** DATA EXCERPTS follows **

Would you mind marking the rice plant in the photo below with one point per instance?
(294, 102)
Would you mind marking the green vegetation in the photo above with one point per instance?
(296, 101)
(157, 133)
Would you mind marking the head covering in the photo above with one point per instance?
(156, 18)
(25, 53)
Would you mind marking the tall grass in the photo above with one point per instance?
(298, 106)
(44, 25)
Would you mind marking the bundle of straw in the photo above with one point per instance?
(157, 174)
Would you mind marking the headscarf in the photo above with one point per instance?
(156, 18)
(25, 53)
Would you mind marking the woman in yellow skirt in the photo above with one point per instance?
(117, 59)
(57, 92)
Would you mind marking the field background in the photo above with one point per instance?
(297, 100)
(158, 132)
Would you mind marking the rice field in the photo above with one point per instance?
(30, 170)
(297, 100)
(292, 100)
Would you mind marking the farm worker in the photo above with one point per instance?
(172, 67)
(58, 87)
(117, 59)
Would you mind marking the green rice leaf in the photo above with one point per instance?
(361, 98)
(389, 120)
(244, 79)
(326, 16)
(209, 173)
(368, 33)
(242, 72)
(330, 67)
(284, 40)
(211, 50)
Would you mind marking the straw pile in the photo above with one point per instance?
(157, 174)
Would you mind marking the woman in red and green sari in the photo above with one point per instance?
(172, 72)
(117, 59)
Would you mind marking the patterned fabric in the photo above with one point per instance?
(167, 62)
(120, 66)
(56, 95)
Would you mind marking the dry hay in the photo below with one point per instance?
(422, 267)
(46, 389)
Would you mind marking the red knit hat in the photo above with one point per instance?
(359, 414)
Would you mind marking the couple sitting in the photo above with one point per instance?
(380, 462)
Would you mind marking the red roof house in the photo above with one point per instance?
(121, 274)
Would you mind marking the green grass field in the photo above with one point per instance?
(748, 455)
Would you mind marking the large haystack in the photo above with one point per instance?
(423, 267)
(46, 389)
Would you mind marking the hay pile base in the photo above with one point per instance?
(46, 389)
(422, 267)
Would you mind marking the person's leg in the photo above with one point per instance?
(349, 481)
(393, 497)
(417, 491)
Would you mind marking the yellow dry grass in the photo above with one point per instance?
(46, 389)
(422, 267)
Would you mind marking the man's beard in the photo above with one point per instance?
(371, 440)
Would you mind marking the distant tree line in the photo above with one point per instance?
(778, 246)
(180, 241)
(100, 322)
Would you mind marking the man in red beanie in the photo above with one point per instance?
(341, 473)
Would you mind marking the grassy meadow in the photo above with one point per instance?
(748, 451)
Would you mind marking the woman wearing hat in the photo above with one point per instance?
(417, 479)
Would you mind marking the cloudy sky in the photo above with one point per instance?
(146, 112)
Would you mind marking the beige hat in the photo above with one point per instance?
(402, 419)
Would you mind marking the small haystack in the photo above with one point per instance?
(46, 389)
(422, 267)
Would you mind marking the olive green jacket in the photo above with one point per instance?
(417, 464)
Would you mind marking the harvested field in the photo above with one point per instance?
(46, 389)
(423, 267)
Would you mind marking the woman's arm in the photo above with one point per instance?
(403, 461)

** End of DATA EXCERPTS **

* _EXERCISE DETAILS_:
Your task is to repeat each of the records above exactly.

* _RESULT FOR THIS EXERCISE_:
Would you mind marking the rice plant in the photo below with one point per instance?
(294, 102)
Would you mind marking the green vegetation in the photo above with one point per instance?
(296, 101)
(157, 133)
Would you mind marking the head covering in the photo above with one point per instance?
(156, 18)
(25, 53)
Would you mind marking the tall grass in the photo above with one point per instance?
(298, 106)
(44, 25)
Would you mind marking the bundle of straw in the photo above with one point per instance?
(157, 174)
Would you mind marking the headscarf in the photo above with one point per instance?
(156, 18)
(25, 53)
Would you mind marking the woman in yellow skirt in the photo above with one point per instance?
(117, 59)
(57, 92)
Would you mind marking the field background in the photo above with one point per instance?
(297, 100)
(158, 132)
Would you mind marking the rice field in the photo above with one point per instance?
(30, 170)
(297, 100)
(292, 100)
Would you mind marking the farm worker in the photo above with one point per instance?
(172, 67)
(58, 87)
(117, 59)
Would you mind marking the green rice leaf in the photo above with one point per instance?
(361, 98)
(389, 120)
(244, 79)
(326, 16)
(209, 173)
(368, 33)
(242, 72)
(330, 67)
(284, 40)
(211, 50)
Would you mind marking the straw pile in the photo above with one point per instance?
(157, 174)
Would you mind marking the woman in red and green sari in the photo above with one point per instance?
(172, 72)
(117, 59)
Would you mind marking the patterned fabric in the photo above with one point per instance?
(167, 62)
(120, 66)
(56, 95)
Would you mind marking the dry hay in the photo below with one point per instance?
(422, 267)
(46, 389)
Would you mind marking the red knit hat in the photo above with one point per instance?
(359, 414)
Would you mind marking the couple sitting in the photo above with one point per instance?
(380, 462)
Would you mind marking the red roof house in the photo above with one point per instance?
(121, 274)
Would you mind marking the green grass field in the photo above with one point per instance?
(748, 455)
Would you mind marking the large haystack in the photo above with one point per instance?
(423, 267)
(46, 389)
Would you mind marking the hay pile base in the photo above with one point per instance?
(46, 389)
(422, 267)
Would you mind marking the person's leg in the photo above with one point per instance?
(349, 481)
(393, 497)
(417, 491)
Would you mind marking the yellow dry grass in the photo above with one point per instance?
(46, 389)
(422, 267)
Would you mind marking the man's beard in the photo above with one point per instance?
(371, 440)
Would you mind marking the distant tree line in the photo above with one point per instance?
(778, 246)
(180, 241)
(100, 322)
Would you mind marking the man in red beanie in the photo above with one point per instance?
(341, 473)
Would you mind marking the grassy meadow in the photo above with one point per instance?
(748, 451)
Would you mind marking the woman wearing hat in the photo above with one point per instance?
(417, 479)
Would you mind marking the cloudy sky in the photo above with one point per instance?
(146, 112)
Would you mind marking the beige hat in the photo above with one point per instance?
(402, 419)
Would you mind marking the small haystack in the photo above with one point per instance?
(46, 389)
(422, 267)
Would you mind marking the olive green jacket in the photo above with one point per instance?
(417, 464)
Would you mind marking the harvested field in the photo above with one point per instance?
(46, 389)
(423, 267)
Would you mind marking the woman's arm in the photo above with one point per instance?
(403, 461)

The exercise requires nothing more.